» Fragment tekstu:
Lechia - Termalica: Wychowanek skarcił gdańszczan za brak stylu

PAP / Adam Warżawa
PAP / Adam Warżawa

Piłkarze Lechii Gdańsk nie zagrali przeciwko Termalice tak, jak przyzwyczaili do tego już swoich kibiców. Prowadzili przez 53 minuty, jednak brakowało z ich strony iskry i ostatecznie tylko zremisowali 1:1 (1:0).

Piłkarze Lechii Gdańsk przyzwyczaili swoich kibiców do efektownej gry i futbolu na tak. Tym razem jednak tego nie zaprezentowali, a gospodarzy w końcówce spotkania skarcił za to wychowanek gdańskiego klubu grający obecnie w barwach klubu z Niecieczy.

W przeciwieństwie do poprzednich meczów w Gdańsku, tym razem Lechia nie rzuciła się od początku na rywala. Co prawda gospodarze starali się kreować grę, jednak nie potrafili strzelić na bramkę Sebastiana Nowaka. Przez chwilę pod bramkę Marko Maricia zaczęli się też zapuszczać niecieczanie.

W końcu jednak Lechia zaczęła pokazywać, że zależy jej na awansie do czołowej ósemki przed rundą finałową. W 25. minucie po zamieszaniu w polu karnym do piłki dopadł Michał Chrapek, który długo się nie zastanawiał i strzelił celnie w lewy róg bramki Termaliki, wypracowując prowadzenie.

» Treść zadania A: Przeskaluj wpisy od ich początku do wiersza z „pixel 431 399” włącznie: przepisz te wiersze razem z poleceniami, a współrzędne punktów w odpowiedziach pomnóż przez 1,8 i zaokrąglij do liczb całkowitych, połówki w górę. Polecenia i przykłady formatu zostaw bez zmian.

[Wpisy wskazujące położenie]
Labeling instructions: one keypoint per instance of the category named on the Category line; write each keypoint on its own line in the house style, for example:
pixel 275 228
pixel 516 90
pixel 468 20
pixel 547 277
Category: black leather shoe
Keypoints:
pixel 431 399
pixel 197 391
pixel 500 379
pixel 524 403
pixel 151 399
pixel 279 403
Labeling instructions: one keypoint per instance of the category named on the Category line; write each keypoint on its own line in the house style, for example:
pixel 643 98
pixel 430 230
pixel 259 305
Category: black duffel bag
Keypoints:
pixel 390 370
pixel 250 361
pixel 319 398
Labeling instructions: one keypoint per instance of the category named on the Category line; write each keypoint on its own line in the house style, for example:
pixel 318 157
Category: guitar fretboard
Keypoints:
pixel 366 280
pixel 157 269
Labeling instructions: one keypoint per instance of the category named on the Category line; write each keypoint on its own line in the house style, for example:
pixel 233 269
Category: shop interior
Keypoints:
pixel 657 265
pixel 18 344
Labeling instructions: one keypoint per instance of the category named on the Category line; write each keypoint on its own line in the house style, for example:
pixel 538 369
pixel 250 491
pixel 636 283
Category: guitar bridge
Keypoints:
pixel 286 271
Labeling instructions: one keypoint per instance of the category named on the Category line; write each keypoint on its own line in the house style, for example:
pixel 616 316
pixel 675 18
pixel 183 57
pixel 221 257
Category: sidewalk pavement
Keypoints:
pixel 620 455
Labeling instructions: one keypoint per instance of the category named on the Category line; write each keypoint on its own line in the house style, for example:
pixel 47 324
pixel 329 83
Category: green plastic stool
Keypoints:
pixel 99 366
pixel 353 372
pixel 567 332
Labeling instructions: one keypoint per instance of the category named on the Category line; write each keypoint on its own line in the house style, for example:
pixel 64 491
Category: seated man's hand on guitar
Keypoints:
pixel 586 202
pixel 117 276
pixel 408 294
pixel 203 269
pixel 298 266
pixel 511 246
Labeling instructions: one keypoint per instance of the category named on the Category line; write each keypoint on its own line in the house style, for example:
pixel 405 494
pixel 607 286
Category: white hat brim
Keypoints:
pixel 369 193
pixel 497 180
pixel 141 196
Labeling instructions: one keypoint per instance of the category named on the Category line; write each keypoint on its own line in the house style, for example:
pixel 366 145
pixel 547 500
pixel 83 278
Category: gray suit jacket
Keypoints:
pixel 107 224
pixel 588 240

» Treść zadania B: W tekście o meczu Lechii z Termaliką przepisz fragment od „W końcu jednak” do „Termaliki, wypracowując prowadzenie.” włącznie, zamieniając „lewy” na „prawy”.

» Odpowiedź A:
Labeling instructions: one keypoint per instance of the category named on the Category line; write each keypoint on its own line in the house style, for example:
pixel 275 228
pixel 516 90
pixel 468 20
pixel 547 277
Category: black leather shoe
Keypoints:
pixel 776 718

» Odpowiedź B:
W końcu jednak Lechia zaczęła pokazywać, że zależy jej na awansie do czołowej ósemki przed rundą finałową. W 25. minucie po zamieszaniu w polu karnym do piłki dopadł Michał Chrapek, który długo się nie zastanawiał i strzelił celnie w prawy róg bramki Termaliki, wypracowując prowadzenie.